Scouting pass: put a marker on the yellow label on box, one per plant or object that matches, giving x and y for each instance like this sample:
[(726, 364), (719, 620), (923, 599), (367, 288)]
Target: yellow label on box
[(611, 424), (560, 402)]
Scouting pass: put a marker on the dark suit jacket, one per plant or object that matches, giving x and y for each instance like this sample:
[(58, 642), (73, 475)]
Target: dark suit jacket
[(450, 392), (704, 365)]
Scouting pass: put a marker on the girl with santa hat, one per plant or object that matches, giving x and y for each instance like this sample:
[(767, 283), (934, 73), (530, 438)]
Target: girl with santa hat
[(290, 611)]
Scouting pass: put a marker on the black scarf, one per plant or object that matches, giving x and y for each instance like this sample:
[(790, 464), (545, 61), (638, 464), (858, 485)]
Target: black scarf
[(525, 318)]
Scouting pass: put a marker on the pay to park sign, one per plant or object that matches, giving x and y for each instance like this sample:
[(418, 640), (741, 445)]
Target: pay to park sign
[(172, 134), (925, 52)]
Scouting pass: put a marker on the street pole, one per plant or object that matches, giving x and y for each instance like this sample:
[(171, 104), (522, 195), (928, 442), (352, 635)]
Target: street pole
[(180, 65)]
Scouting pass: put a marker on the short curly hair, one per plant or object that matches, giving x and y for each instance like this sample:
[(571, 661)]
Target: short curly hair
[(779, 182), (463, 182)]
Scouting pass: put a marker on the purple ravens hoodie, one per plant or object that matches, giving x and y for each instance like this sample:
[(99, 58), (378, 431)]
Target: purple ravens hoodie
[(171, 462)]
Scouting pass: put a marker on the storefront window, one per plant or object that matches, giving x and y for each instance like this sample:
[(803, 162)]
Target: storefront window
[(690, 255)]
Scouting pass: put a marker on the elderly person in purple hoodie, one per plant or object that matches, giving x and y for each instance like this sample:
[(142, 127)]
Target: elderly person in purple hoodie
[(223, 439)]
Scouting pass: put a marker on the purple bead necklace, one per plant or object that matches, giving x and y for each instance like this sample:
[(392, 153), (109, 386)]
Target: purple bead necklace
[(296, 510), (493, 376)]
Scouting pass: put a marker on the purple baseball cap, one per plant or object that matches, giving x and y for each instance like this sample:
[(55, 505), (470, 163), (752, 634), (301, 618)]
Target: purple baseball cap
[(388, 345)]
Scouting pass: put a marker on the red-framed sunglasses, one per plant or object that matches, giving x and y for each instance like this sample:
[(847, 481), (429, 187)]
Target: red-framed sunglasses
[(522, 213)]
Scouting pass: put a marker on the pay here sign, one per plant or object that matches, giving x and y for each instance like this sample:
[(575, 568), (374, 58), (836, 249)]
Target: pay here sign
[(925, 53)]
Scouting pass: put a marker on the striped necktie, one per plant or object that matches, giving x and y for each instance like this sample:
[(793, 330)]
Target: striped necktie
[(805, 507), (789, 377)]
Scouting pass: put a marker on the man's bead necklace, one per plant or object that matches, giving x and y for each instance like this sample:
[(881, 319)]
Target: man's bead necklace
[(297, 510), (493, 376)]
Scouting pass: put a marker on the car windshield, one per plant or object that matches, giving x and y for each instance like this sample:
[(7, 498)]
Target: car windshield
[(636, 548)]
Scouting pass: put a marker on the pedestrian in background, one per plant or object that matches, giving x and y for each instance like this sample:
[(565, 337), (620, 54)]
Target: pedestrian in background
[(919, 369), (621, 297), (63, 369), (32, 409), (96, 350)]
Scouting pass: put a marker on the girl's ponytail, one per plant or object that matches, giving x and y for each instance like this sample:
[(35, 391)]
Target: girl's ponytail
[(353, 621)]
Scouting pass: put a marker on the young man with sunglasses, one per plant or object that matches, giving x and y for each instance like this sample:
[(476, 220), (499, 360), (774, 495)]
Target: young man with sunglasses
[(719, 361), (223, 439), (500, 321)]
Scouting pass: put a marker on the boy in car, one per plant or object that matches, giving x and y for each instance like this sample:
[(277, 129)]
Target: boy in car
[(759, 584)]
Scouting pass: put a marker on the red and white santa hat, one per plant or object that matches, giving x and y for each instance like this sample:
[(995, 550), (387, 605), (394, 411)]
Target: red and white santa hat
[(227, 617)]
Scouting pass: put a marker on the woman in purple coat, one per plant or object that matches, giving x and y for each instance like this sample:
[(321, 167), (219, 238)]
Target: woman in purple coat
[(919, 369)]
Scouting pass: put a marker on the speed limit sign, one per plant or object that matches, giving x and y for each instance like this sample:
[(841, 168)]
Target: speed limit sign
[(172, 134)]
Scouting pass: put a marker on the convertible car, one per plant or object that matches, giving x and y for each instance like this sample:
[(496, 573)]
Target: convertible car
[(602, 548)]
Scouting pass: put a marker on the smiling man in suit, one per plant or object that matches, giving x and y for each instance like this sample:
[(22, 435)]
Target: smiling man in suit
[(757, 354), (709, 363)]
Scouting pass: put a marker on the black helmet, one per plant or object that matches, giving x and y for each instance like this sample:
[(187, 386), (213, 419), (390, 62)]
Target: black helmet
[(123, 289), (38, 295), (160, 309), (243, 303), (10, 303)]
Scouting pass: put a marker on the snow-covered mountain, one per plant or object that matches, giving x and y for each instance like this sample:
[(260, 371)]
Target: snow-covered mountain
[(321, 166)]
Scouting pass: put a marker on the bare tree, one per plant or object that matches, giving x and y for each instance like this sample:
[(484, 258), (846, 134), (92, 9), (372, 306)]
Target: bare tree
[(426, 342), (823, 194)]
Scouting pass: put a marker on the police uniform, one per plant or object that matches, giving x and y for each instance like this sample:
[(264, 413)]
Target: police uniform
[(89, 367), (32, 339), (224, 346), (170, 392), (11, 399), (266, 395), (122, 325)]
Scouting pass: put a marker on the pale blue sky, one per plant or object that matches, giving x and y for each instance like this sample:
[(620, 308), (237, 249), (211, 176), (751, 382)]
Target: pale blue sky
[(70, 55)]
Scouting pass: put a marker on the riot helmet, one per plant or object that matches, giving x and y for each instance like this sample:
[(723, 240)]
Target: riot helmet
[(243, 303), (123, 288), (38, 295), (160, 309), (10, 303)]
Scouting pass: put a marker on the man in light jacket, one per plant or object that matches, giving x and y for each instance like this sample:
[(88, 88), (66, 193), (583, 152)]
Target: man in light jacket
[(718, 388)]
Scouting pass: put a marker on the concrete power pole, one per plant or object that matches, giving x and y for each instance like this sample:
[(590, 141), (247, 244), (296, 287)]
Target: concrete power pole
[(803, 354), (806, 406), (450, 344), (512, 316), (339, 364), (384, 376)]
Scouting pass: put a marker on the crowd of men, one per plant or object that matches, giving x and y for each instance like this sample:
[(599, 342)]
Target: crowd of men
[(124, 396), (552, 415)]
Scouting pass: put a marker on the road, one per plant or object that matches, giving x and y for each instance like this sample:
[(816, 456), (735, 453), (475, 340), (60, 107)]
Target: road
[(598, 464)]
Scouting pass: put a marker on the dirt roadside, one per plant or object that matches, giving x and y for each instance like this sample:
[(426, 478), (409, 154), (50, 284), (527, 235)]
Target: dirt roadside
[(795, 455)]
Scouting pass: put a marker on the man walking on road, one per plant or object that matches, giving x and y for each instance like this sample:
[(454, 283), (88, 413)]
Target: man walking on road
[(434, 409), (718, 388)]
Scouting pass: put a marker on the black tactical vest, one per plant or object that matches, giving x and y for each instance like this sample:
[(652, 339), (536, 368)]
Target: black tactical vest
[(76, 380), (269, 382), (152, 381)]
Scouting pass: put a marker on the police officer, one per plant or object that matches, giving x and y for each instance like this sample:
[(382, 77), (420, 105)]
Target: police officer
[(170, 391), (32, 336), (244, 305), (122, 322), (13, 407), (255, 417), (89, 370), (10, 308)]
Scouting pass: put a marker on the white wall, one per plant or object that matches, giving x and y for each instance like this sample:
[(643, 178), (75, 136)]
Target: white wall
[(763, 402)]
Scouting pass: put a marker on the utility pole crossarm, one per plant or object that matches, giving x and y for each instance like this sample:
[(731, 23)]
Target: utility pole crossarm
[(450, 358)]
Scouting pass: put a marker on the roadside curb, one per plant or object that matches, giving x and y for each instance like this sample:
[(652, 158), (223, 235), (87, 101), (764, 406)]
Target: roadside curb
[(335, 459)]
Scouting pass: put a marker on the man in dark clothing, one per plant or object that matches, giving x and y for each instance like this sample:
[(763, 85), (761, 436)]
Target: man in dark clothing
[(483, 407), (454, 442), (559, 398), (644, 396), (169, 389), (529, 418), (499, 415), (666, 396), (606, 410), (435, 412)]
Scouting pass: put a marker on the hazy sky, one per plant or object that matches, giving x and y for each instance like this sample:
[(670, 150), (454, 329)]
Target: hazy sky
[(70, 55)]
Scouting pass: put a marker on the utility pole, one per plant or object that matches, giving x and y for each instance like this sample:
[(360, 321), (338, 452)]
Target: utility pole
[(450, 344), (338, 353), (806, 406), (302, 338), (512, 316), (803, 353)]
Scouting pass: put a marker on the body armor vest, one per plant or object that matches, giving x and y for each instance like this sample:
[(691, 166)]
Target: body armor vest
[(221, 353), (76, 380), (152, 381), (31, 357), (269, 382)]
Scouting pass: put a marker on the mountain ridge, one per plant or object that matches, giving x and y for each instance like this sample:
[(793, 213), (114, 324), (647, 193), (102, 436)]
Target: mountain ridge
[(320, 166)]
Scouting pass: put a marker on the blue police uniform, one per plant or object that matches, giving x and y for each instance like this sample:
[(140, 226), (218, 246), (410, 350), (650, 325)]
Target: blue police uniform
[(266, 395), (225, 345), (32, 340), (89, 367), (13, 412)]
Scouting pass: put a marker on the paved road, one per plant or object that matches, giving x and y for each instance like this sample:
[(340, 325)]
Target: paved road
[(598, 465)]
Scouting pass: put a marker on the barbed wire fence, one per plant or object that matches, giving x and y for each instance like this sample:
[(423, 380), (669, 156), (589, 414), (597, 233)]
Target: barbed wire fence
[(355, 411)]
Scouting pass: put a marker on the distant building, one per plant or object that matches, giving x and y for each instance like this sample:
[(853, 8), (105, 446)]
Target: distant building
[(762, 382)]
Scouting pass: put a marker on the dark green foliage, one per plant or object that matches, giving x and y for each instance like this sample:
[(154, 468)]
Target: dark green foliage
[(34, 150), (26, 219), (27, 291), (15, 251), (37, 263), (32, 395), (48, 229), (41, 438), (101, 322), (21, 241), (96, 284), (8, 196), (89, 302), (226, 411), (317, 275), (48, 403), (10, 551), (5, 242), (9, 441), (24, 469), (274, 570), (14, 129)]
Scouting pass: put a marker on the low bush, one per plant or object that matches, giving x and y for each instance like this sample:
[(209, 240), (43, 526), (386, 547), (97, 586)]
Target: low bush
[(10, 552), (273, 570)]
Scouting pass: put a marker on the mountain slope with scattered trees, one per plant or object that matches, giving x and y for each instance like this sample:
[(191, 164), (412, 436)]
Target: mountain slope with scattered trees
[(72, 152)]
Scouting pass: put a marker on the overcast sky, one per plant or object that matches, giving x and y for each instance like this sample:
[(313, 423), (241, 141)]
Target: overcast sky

* [SHORT TASK] Could you copy out, word for word, the part of the data that opens with the line containing "Scouting pass: put a marker on the riot" and closes with the line containing "[(795, 455)]", including both of those lines?

* [OUTPUT FOR THIS TASK]
Scouting pass: put a marker on the riot helmet, one per plant or object that matches, giving x and y for each instance like this sample:
[(723, 240)]
Target: riot helmet
[(243, 303), (123, 288), (38, 295), (160, 309), (10, 303)]
Scouting pass: put a marker on the man in light jacket, one per plant or object that matches, giving x and y for each instance like this sample:
[(88, 88), (66, 193), (583, 152)]
Target: man in light jacket
[(718, 388)]
Scouting pass: put a marker on the concrete power pole, one per plant or object that matches, giving x and y for each instance like this sample:
[(590, 141), (247, 244), (296, 287)]
Target: concrete power pole
[(803, 354), (806, 406), (450, 344), (512, 316), (339, 364), (384, 376)]
Scouting pass: put a marker on the crowd of men, one per plant or object that matches, giving x and y for each instance like this sample:
[(599, 342)]
Target: crowd of men
[(124, 396), (552, 415)]
Scouting pass: put a marker on the road, one per plant or object that matches, giving x and y for each instance like this sample:
[(816, 456), (735, 453), (475, 340), (60, 107)]
Target: road
[(598, 464)]
Scouting pass: put a marker on the dirt roadside, one per plant or object that matches, giving x and y for each instance like this sample:
[(426, 478), (409, 154), (50, 284), (527, 235)]
Target: dirt roadside
[(795, 455)]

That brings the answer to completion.